Extract provided Start Marker

Wednesday, July 1, 2009

REVIEW: Pitch Black: Don't Be Skerd

Landowne, Y., & Horton A.  (2008).  Pitch Black:  Don’t Be Skerd.  El Paso, TX:  Cinco Puntos Press.




Set in an underground subway system of New York City, Pitch Black shares the story of a conversation between two artists.  The unnamed older artist, shares the account of his youth, during which he went from living on the streets to being sent to a shelter called ‘The Center,’ that the character likens to Hell.  The narrator eventually finds his way into the darkness of the subway tunnels where he lives and follows various rules to stay safe and comfortable.


In response, students could have discussions of various groups of people who have left a society to establish their own.  (This could contribute to or trigger a social studies unit on historic outsiders)


Since there are mentions of drug addiction and prostitution, this book probably could only be used safely with young adults.

Extract provided End Marker

* **Using the information**:
(A) In the Pitch Black review, what does the unnamed older artist compare "The Center" to?
(B) Carry on writing the Pitch Black review from the point where it stops.
The data that come after this review have nothing to do with the work here.

Extracted information Start Marker

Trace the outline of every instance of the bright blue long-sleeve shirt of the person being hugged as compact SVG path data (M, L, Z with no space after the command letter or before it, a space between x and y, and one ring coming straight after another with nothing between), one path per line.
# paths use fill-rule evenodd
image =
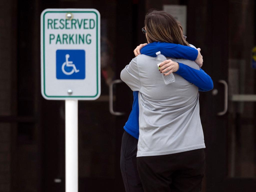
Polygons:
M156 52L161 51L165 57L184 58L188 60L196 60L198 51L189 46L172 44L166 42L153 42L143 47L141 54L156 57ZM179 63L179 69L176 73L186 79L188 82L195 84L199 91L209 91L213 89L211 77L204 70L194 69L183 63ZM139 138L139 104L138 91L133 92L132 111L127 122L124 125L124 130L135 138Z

Extracted information End Marker
Extracted information Start Marker

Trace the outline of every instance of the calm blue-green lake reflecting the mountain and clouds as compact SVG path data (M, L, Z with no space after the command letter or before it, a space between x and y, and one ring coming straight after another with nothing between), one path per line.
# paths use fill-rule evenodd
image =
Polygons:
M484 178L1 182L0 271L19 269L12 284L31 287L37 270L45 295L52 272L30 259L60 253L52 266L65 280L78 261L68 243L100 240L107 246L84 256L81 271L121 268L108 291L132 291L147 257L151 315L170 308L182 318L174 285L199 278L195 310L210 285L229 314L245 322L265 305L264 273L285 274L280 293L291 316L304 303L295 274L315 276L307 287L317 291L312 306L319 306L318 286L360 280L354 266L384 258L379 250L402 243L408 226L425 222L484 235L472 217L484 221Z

Extracted information End Marker

* **Expected responses**:
(A) Hell.

(B)
Activities to do with the book:


This graphic novel examines race, class, art, social justice and communication that a teacher could use to open up discussion and personal accounts of students' own stories (told in prose, pictures or some other medium). 


A teacher could emphasize the use of space in the graphic novel:    

Students could discuss the strange spaces of subway cars, buses, elevators cars, etc. where all sorts of people interact and share a confined space.


Since the book is shared completely in black and white, students could discuss how that contributes to the themes presented in the graphic novel.



Favorite Quotes:


“Just cause you can’t see don’t mean aint nothing there.”


“I like how people change things and put their own messages out there…”


“People don’t see me.  As far as they’re concerned…I don’t exist.”


“Remember me.”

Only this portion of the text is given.